#### Passage to read:
=== Begin Enclosure ===

At America’s Door: How Nuns, Once Suspect,
Won the Heart of Non-Catholic America
by Elizabeth Eisenstadt Evans, Global Sisters Report
What a long, strange trip it’s been.
Today, sisters all over the United States work with immigrants, teaching them English, advocating for humane treatment of workers who toil in factories and fields, defending the rights of undocumented families at the U.S. border fleeing hardship in Central America and elsewhere. In those roles, they attract relatively little notice. After all, isn’t this what sisters are expected to do?
But it wasn’t always this way. Once, nuns, now well integrated into the fabric of American life, were seen as foreign invaders.
In the 19th century, immigrant nuns were viewed with profound hostility by members of the Protestant establishment. Ironically, that included a few famed abolitionists, such as Presbyterian pastor and American Temperance Society co-founder Lyman Beecher. At best, suggested some, the women were dupes of a clever group of priests and bishops determined to set up alternative (and competitive) systems of education and faith. At worst, they were suspected of owing allegiance to a foreign power headed by the covert figure of the pope.

=== End Enclosure ===

#### Material provided:
=== Begin Enclosure ===

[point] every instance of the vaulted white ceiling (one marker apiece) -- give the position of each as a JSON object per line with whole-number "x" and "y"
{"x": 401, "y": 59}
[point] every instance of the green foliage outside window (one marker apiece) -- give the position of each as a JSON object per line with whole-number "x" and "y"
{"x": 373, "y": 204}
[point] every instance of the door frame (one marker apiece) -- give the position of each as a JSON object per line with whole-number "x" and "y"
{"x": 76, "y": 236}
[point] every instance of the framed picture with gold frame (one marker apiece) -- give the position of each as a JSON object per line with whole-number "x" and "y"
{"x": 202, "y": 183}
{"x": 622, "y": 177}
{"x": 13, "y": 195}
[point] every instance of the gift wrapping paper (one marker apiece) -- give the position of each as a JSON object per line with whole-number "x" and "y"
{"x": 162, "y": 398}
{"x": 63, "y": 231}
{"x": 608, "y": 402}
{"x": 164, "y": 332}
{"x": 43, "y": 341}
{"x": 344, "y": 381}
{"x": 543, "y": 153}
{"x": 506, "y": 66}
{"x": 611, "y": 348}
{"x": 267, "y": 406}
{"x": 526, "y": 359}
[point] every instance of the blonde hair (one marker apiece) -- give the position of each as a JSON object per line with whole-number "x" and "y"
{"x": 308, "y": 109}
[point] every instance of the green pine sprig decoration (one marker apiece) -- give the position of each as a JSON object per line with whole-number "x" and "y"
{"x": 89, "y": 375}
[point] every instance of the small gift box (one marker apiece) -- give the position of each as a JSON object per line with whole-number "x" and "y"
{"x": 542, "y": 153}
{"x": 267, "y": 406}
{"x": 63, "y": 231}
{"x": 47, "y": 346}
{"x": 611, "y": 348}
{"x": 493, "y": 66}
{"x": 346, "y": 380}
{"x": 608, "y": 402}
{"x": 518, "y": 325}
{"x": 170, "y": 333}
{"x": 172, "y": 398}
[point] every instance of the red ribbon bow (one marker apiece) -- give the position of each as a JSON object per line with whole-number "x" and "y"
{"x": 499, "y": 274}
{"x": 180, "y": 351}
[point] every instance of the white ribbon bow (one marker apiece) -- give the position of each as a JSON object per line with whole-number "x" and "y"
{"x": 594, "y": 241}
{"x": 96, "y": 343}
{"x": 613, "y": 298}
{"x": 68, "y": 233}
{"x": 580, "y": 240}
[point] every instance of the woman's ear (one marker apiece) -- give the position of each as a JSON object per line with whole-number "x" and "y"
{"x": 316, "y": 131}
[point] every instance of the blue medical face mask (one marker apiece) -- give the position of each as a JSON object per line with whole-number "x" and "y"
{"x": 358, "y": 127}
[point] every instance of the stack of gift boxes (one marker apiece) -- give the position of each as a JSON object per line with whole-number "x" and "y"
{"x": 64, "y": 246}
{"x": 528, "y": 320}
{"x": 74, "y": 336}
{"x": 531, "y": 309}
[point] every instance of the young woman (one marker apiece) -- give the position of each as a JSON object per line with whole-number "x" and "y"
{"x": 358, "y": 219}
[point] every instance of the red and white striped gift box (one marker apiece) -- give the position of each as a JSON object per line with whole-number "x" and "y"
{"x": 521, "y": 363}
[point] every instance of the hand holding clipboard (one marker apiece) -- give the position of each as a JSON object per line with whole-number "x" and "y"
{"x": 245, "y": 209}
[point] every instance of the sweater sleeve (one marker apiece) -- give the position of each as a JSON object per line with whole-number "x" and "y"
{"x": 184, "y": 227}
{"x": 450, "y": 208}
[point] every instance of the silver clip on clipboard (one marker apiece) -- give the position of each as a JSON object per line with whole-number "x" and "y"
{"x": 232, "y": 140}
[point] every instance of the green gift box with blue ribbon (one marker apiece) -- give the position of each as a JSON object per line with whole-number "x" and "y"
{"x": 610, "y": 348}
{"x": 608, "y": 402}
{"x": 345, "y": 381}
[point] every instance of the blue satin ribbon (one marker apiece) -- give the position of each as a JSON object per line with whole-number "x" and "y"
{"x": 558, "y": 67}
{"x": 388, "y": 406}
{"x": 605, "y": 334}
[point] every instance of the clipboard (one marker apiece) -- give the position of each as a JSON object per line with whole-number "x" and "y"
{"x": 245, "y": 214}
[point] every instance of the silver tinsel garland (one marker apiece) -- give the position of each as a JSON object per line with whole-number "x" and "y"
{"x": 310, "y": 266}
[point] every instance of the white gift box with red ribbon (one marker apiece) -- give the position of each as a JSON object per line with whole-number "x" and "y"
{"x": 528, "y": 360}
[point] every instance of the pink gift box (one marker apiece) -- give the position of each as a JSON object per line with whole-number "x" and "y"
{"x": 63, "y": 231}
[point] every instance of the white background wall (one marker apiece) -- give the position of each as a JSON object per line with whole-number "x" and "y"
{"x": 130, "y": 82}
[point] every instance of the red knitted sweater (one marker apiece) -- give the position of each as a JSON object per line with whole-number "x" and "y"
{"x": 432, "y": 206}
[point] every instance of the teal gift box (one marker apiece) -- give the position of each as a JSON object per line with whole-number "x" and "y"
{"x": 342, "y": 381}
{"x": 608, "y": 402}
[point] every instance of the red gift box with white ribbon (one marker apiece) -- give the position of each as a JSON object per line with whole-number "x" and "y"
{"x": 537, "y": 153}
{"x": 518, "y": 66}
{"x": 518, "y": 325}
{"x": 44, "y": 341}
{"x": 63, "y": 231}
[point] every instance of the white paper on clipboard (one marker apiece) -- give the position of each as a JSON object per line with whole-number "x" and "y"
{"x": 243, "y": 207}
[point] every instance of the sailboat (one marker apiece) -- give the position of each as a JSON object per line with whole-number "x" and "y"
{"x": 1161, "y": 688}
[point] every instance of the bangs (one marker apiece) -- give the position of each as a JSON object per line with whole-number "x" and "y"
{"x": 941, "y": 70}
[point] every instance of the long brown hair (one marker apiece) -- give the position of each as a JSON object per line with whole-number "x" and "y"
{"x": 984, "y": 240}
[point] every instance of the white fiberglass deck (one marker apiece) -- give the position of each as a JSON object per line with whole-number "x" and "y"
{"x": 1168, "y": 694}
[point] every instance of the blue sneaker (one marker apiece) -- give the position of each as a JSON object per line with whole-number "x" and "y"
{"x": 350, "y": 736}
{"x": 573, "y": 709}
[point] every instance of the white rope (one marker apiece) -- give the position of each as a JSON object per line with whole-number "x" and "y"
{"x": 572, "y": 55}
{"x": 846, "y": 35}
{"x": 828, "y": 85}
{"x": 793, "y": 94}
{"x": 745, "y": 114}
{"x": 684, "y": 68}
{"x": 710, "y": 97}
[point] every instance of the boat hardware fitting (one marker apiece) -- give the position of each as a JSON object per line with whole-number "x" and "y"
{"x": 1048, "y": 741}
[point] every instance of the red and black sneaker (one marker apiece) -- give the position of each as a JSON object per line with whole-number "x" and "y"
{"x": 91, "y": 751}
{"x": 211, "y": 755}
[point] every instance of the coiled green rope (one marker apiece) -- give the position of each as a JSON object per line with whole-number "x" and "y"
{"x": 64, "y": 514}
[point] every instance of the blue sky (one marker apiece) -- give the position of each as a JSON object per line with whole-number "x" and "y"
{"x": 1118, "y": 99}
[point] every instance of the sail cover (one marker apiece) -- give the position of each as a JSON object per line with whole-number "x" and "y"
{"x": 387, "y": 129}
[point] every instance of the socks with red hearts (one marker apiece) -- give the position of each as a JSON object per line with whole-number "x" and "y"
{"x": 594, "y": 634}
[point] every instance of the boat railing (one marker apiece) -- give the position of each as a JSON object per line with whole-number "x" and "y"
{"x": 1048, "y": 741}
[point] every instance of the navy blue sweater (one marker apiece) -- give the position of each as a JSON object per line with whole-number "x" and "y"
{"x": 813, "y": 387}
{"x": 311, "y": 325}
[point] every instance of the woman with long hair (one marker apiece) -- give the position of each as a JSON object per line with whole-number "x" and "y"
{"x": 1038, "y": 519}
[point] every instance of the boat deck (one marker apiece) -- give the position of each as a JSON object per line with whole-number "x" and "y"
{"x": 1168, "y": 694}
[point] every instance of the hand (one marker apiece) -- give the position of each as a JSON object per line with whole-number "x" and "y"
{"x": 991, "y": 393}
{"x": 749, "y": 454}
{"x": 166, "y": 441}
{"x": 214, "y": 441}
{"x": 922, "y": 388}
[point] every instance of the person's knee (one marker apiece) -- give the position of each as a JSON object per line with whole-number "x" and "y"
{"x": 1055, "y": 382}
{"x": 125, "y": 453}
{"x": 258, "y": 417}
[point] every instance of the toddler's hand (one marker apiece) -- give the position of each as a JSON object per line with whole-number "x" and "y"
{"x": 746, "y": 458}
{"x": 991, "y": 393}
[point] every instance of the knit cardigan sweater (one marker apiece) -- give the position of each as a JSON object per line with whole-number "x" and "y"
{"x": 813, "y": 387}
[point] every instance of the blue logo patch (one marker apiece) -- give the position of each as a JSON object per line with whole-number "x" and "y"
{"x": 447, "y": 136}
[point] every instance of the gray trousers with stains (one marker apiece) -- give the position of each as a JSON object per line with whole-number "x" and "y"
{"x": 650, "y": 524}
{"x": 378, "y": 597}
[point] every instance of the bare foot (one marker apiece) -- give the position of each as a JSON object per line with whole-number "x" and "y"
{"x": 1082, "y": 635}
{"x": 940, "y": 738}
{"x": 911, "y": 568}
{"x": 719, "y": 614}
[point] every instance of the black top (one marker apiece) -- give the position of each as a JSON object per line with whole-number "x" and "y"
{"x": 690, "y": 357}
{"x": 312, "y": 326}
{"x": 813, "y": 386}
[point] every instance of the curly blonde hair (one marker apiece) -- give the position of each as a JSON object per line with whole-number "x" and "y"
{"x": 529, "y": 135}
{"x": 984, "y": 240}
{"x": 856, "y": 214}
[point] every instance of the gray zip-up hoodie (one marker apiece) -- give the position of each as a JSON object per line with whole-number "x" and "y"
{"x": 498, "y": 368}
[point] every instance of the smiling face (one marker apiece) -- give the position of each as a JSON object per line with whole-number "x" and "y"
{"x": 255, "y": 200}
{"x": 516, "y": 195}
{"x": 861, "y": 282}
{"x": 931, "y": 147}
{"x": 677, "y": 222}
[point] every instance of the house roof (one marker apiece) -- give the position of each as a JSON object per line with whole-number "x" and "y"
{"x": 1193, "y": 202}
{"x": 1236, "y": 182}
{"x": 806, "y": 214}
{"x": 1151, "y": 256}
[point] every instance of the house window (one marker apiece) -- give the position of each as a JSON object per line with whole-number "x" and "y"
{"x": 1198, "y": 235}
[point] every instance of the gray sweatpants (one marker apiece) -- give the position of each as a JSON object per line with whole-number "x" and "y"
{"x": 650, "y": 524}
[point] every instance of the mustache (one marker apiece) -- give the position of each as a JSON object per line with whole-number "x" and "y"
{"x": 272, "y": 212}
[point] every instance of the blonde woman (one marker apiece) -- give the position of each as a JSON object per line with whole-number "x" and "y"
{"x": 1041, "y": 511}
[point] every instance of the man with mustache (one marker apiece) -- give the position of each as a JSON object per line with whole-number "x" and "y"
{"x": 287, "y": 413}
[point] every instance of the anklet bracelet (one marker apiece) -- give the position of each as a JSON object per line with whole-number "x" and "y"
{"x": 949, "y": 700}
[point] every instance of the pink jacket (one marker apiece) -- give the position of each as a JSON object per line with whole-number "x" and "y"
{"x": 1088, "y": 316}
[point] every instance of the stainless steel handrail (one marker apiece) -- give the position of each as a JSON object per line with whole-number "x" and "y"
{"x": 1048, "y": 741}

=== End Enclosure ===

#### Task 1:
List the kinds of work with immigrants that the article on American nuns says sisters across the United States do today.
#### Task 2:
Reproduce the article on American nuns word for word, beginning at "But it wasn’t" and stopping after "of the pope.".
#### Task 3:
In the article on American nuns, what organization is Lyman Beecher named as a co-founder of?

#### Written answer 1:
- Teaching them English
- Advocating for humane treatment of workers who toil in factories and fields
- Defending the rights of undocumented families at the U.S. border fleeing hardship in Central America and elsewhere

#### Written answer 2:
But it wasn’t always this way. Once, nuns, now well integrated into the fabric of American life, were seen as foreign invaders.
In the 19th century, immigrant nuns were viewed with profound hostility by members of the Protestant establishment. Ironically, that included a few famed abolitionists, such as Presbyterian pastor and American Temperance Society co-founder Lyman Beecher. At best, suggested some, the women were dupes of a clever group of priests and bishops determined to set up alternative (and competitive) systems of education and faith. At worst, they were suspected of owing allegiance to a foreign power headed by the covert figure of the pope.

#### Written answer 3:
The American Temperance Society.